**Reading passage:**
------------

The way this works is that the control plane is not responsible for deciding that a particular service host should provision or participate. This knowledge is solely held by the service hosts. Does it have capacity? Does the resource provider know about the tenant ID for data migration? Is it responsible for managing the data for that tenant? Is it aware of the processors that are described in the workplan? All of that information is known locally in the data plane hosts. So, whenever a workplan request is submitted on the control plane event topic, the resource provider evaluates the workplan and sees that the workplan is in auctioning phase and evaluates whether it can participate in the workplan. If yes, it sends a positive bid back to the control plane through the data plane event topic. Let’s walk through an example as shown in the next diagram.

In the above example, a work plan is created using a parallelism of 4. It requires a source of type sourceB, transform of type transE, and a sink of type sinkY with their configured min and max workers. Please note that there is no inherent benefit in defining max worker count which is more than the configured parallelism due to the way Kafka consumers work in a consumer group. This article explains it further, but the important section is this:

Let’s say we have 5 consumers in the consumer group which is more than the number of partitions of the TopicT1, then every consumer would be assigned a single partition and the remaining consumer (Consumer5) would be left idle. This scenario can be depicted by the picture below:

Coming back to the workplan auctioning diagram, on the right side we can see multiple resource provider instances of each processor type: a few hosts hosting sourceA, a few hosting sourceB, and so on. When the control plane puts the workplan 001-002 into the control plane event topic in the auctioning status, all the resource providers get this event. However, only the resource providers that can participate in this workplan (marked in red) send a positive bid back to the control plane. The resource provider’s eligibility to participate in a workplan is determined by various factors:

• Does this resource provider understand the processors defined in the workplan spec?
• Does this resource provider have the capacity to take on more work?
• Is this resource provider part of the shard that handles the tenant’s data?

After the auction window closes, the control plane aggregates all the positive bid events for this workplan and adds them to the list of bidders in the workplan. At the moment, these bids are just an indication and not a commitment from the resource providers.

Many resources can bid for a workplan, whereas only a few may be required to run the workplan. The control plane may receive two source bids but only needs one resource to run a workplan, for example. The control plane then reconciles the bids and chooses the winning bidders depending on their individual capacities. After obtaining a sufficient number of winning bidders, the control plane then adds these processors in the resources section of the workplan. The provisioned flag is set to false as the resources are not provisioned yet.

But before we actually provision anything, we need topics. So, the control plane then moves the workplan into topic provisioning status where the workplan topics are created.

The control plane’s topic management module then communicates with the Kafka cluster to create work plan specific topics, as shown in the above diagram, and adds them to the topics section of the work plan. At this point, any processor will be free to subscribe to or publish to these topics as they exist now. This is what happens in the resource provisioning phase.

We can see that in each of the service hosts that won the bidding process, they’ve now provisioned an instance of the appropriate stream processor and the provisioned flag for these resources is set to true. Since we have now acquired all the resources required for this work plan, we can start running this work plan. If any of the above phases fail to acquire a sufficient number of resources, the work plan will be retried again after some delay, as defined in the deploy section of the work plan spec.

Here is a simplified view of this work plan after going through the provisioning process.

------------

**Directive 1:**
Translate this sentence from the passage on workplan auctioning into Spanish: "After the auction window closes, the control plane aggregates all the positive bid events for this workplan and adds them to the list of bidders in the workplan."
**Directive 2:**
Pick up the passage on workplan auctioning and provisioning after its last sentence and write the text that comes next.

**Dataset:**
------------

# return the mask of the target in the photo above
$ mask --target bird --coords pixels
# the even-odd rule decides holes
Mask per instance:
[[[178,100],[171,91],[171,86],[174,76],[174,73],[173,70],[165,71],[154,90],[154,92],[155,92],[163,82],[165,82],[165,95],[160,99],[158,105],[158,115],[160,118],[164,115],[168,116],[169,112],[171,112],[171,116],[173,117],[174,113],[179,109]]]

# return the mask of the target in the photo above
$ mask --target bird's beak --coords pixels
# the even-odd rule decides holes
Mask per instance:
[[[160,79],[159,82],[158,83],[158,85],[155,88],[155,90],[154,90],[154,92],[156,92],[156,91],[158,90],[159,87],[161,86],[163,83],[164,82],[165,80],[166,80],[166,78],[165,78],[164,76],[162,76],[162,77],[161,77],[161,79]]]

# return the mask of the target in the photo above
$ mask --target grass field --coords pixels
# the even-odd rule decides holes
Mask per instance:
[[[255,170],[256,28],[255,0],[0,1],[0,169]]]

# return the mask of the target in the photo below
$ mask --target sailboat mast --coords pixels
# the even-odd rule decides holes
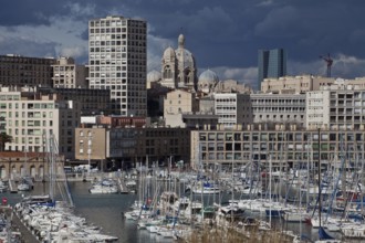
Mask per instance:
[[[321,228],[321,211],[322,211],[322,199],[321,199],[321,128],[319,128],[319,216],[320,216],[320,228]]]

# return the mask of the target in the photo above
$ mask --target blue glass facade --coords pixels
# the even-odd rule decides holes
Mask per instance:
[[[283,49],[259,50],[258,88],[267,77],[281,77],[286,75],[286,52]]]

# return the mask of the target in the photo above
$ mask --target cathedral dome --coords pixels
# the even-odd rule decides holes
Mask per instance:
[[[175,60],[175,50],[171,46],[165,50],[164,60]]]
[[[160,72],[153,70],[147,74],[147,82],[158,82],[161,80],[161,74]]]
[[[218,75],[213,71],[207,70],[199,76],[198,89],[204,93],[210,93],[218,82]]]

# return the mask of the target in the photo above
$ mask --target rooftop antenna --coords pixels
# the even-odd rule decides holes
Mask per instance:
[[[320,55],[320,59],[324,60],[327,64],[327,77],[331,77],[331,66],[333,64],[333,60],[330,56],[330,53],[327,56]]]

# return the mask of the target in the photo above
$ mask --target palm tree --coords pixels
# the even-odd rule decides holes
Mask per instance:
[[[10,135],[7,135],[6,133],[0,134],[0,151],[6,150],[7,142],[11,142],[12,137]]]

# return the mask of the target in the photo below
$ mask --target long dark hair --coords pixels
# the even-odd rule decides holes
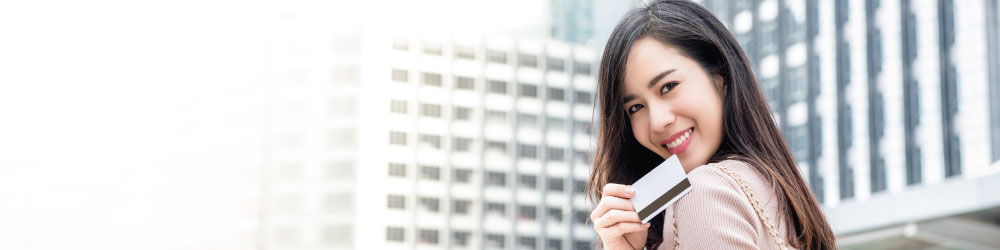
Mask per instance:
[[[632,43],[644,36],[677,48],[711,76],[723,78],[723,139],[709,162],[735,159],[749,163],[775,183],[793,227],[790,244],[799,249],[834,249],[835,237],[816,198],[799,174],[767,101],[739,43],[718,19],[698,4],[653,1],[629,11],[611,33],[598,76],[599,132],[587,193],[600,200],[607,183],[630,184],[663,159],[632,135],[622,102],[625,65]],[[663,242],[663,214],[651,220],[650,249]],[[794,230],[794,231],[791,231]]]

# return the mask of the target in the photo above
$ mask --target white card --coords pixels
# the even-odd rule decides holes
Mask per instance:
[[[674,155],[639,178],[632,188],[635,189],[632,205],[639,212],[642,223],[646,223],[691,191],[691,182]]]

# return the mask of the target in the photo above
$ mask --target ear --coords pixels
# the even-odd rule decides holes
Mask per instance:
[[[719,92],[719,96],[722,99],[726,99],[726,93],[729,89],[729,85],[726,85],[725,78],[720,74],[712,74],[712,82],[715,83],[715,90]]]

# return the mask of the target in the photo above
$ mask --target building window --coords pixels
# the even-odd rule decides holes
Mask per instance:
[[[392,100],[389,104],[389,112],[397,114],[406,114],[406,101],[403,100]]]
[[[385,240],[388,242],[403,242],[406,240],[406,235],[402,227],[387,227],[385,228]]]
[[[471,201],[467,200],[453,200],[451,201],[451,212],[453,214],[469,214],[469,206],[472,205]]]
[[[490,63],[507,64],[507,52],[486,50],[486,60]]]
[[[522,205],[517,208],[517,218],[521,220],[535,220],[535,206]]]
[[[466,231],[454,231],[451,232],[451,243],[457,247],[469,246],[469,236],[472,233]]]
[[[440,56],[440,55],[442,55],[443,53],[441,52],[441,44],[439,44],[439,43],[424,43],[424,54],[428,54],[428,55],[432,55],[432,56]]]
[[[438,73],[424,73],[421,76],[421,80],[424,85],[441,87],[441,74]]]
[[[406,209],[406,197],[402,195],[390,194],[386,207],[392,209]]]
[[[589,105],[589,104],[593,103],[593,99],[591,99],[590,93],[586,92],[586,91],[579,91],[579,90],[575,91],[573,99],[575,99],[574,101],[576,101],[576,103],[578,103],[578,104],[588,104]]]
[[[392,81],[393,82],[407,82],[409,80],[407,78],[409,78],[409,77],[407,77],[406,70],[392,69]]]
[[[492,249],[498,249],[498,248],[502,249],[502,248],[505,248],[505,246],[504,246],[505,244],[504,243],[506,243],[506,242],[504,241],[504,235],[503,234],[487,233],[487,234],[484,235],[483,238],[485,238],[484,242],[483,242],[483,245],[486,248],[492,248]],[[581,248],[581,249],[583,249],[583,248]]]
[[[520,174],[517,176],[517,184],[523,188],[535,189],[538,186],[538,178],[530,174]]]
[[[590,164],[590,153],[587,151],[576,150],[573,152],[573,156],[576,157],[576,160],[580,161],[580,163]]]
[[[452,180],[455,183],[469,183],[472,179],[471,169],[459,169],[455,168],[451,170]]]
[[[423,207],[425,211],[435,212],[435,213],[441,211],[441,208],[439,206],[441,201],[438,198],[420,197],[419,202],[420,206]]]
[[[433,229],[420,229],[420,243],[437,245],[438,235],[437,230]]]
[[[535,249],[535,237],[517,237],[517,245],[519,249]]]
[[[354,210],[354,197],[350,193],[326,194],[323,207],[328,213],[343,213]]]
[[[538,128],[538,116],[533,114],[517,114],[518,128]]]
[[[330,74],[333,75],[330,78],[332,79],[330,85],[357,86],[358,83],[360,83],[359,79],[361,79],[361,70],[358,66],[336,66],[330,71]]]
[[[573,220],[579,224],[587,224],[587,211],[573,209]]]
[[[452,117],[456,121],[468,121],[472,119],[472,109],[466,107],[455,107]]]
[[[566,156],[563,155],[562,148],[548,147],[545,149],[545,157],[550,161],[563,161]]]
[[[538,158],[538,149],[535,145],[530,144],[518,144],[517,145],[517,156],[521,158],[535,159]]]
[[[334,97],[330,100],[330,116],[345,117],[357,113],[358,100],[355,97]]]
[[[573,63],[573,71],[577,75],[590,75],[590,64],[585,62]]]
[[[472,148],[472,139],[455,137],[452,138],[451,144],[452,150],[455,152],[469,152],[469,149]]]
[[[549,88],[549,101],[565,101],[565,92],[561,88]]]
[[[389,176],[406,177],[406,165],[402,163],[389,163]]]
[[[486,151],[507,154],[507,143],[502,141],[486,141]]]
[[[809,84],[806,67],[796,67],[790,69],[788,73],[788,98],[791,103],[806,100],[806,86]]]
[[[323,227],[323,244],[344,245],[351,244],[354,238],[354,230],[349,225],[328,225]]]
[[[294,226],[280,226],[275,229],[275,241],[282,246],[294,246],[299,243],[299,228]]]
[[[476,79],[472,77],[456,76],[455,89],[474,90],[476,89]]]
[[[549,178],[547,182],[549,191],[562,192],[563,191],[563,179],[562,178]]]
[[[507,174],[494,171],[486,171],[487,186],[507,186]]]
[[[566,120],[562,118],[549,117],[549,123],[546,125],[550,131],[565,131],[566,130]]]
[[[493,94],[507,94],[507,82],[501,80],[489,80],[486,82],[487,91]]]
[[[476,50],[468,46],[455,46],[455,58],[475,60]]]
[[[441,105],[422,103],[420,104],[420,115],[441,118]]]
[[[545,243],[545,249],[548,249],[548,250],[562,249],[562,240],[561,239],[549,239],[547,241],[547,243]],[[580,249],[585,249],[585,248],[580,248]]]
[[[591,135],[593,133],[593,129],[590,128],[590,121],[575,121],[573,122],[573,127],[576,129],[576,132],[580,132],[585,135]]]
[[[420,166],[420,178],[427,180],[441,180],[441,168],[438,166]]]
[[[538,68],[538,56],[519,53],[517,54],[517,66],[526,68]]]
[[[507,112],[497,110],[486,110],[487,124],[507,124]]]
[[[410,42],[406,39],[393,39],[392,49],[398,51],[408,51],[410,50]]]
[[[534,84],[522,83],[518,85],[518,95],[521,97],[538,97],[538,86]]]
[[[294,171],[299,171],[295,169]],[[295,174],[298,174],[297,172]],[[332,161],[326,164],[326,178],[330,180],[351,180],[354,178],[353,161]]]
[[[492,214],[492,215],[501,216],[501,217],[507,215],[507,205],[505,205],[503,203],[486,202],[485,206],[486,207],[483,208],[483,213],[484,214],[487,214],[487,215]]]
[[[420,143],[423,145],[430,146],[434,149],[441,149],[441,136],[440,135],[420,135]]]
[[[573,180],[573,192],[583,193],[587,190],[587,182],[581,180]]]
[[[389,132],[389,144],[405,146],[406,145],[406,133],[404,133],[404,132],[390,131]]]
[[[550,207],[548,215],[546,216],[549,220],[554,222],[562,222],[562,208]]]
[[[563,59],[560,59],[560,58],[549,58],[548,59],[548,63],[549,63],[549,65],[548,65],[549,68],[548,69],[550,71],[555,71],[555,72],[563,72],[563,71],[565,71],[564,68],[566,67],[565,66],[566,63],[565,63],[565,61]]]

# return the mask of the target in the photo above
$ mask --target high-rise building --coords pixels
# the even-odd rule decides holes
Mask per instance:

------------

**Task answer 1:**
Una vez que se cierra la ventana de subasta, el plano de control reúne todos los eventos de oferta positiva de este plan de trabajo y los añade a la lista de licitantes del plan de trabajo.

**Task answer 2:**
On the left side, we have one instance of a source because we asked for one min and max source worker. This source extracts data from some data source that it understands and feeds the data as messages into the input Kafka topic. In the second step, we see that we had asked for two transformers, and we were able to get them. This splits the workload between these two processors by assigning an equal number of topic partitions to them. It is worth mentioning is that transformers and validators are built using Kafka Streams topologies. One of the really important considerations here is that the platform should ensure that it does not produce duplicates in the middle. To achieve this we use Kafka Streams and its transactional guarantees and exactly-once semantics.

The messages then go to the output topic of the work plan and are received by 4 hosts which have provisioned the sink processors for this work plan. This is because we had requested four sink workers to equally distribute the work across them. The sinks then write the data into the destination data storage.

In the above example, we were able to acquire the max number of workers for each type, but it’s worth discussing what happens if that’s not the case. For example, if we could only partially obtain the resources, or some of these processor nodes (resource provider hosts) come and go, leaving work plans with less than the optimal number of workers.

In the above example, we had requested two transformers, and the work plan was able to acquire them. This work plan is called a fully provisioned work plan. Assume that one of the hosts crashes, leaving the work plan with only one transformer. Since we had defined one min transformer worker for this work plan, it can still run with a nominally provisioned status. In this case, Kafka partition assignment will kick in, and all the partitions of the input topic will be assigned to one available host. The control plane detects this through the processor heartbeats sent by these resource providers and appropriately sets the status of the work plan. If the remaining one transformer also goes down, this work plan is now considered unviable and the control plane stops the work plan and sets the status to underprovisioned. This instructs all the processors to pause themselves and wait for the resources to become available again. At this stage the work plan enters into a secondary auction and tries to acquire new resources to revive the work plan. This auction works exactly in the same way as the initial auction, and the resource providers bid if they have capacity to take up the work.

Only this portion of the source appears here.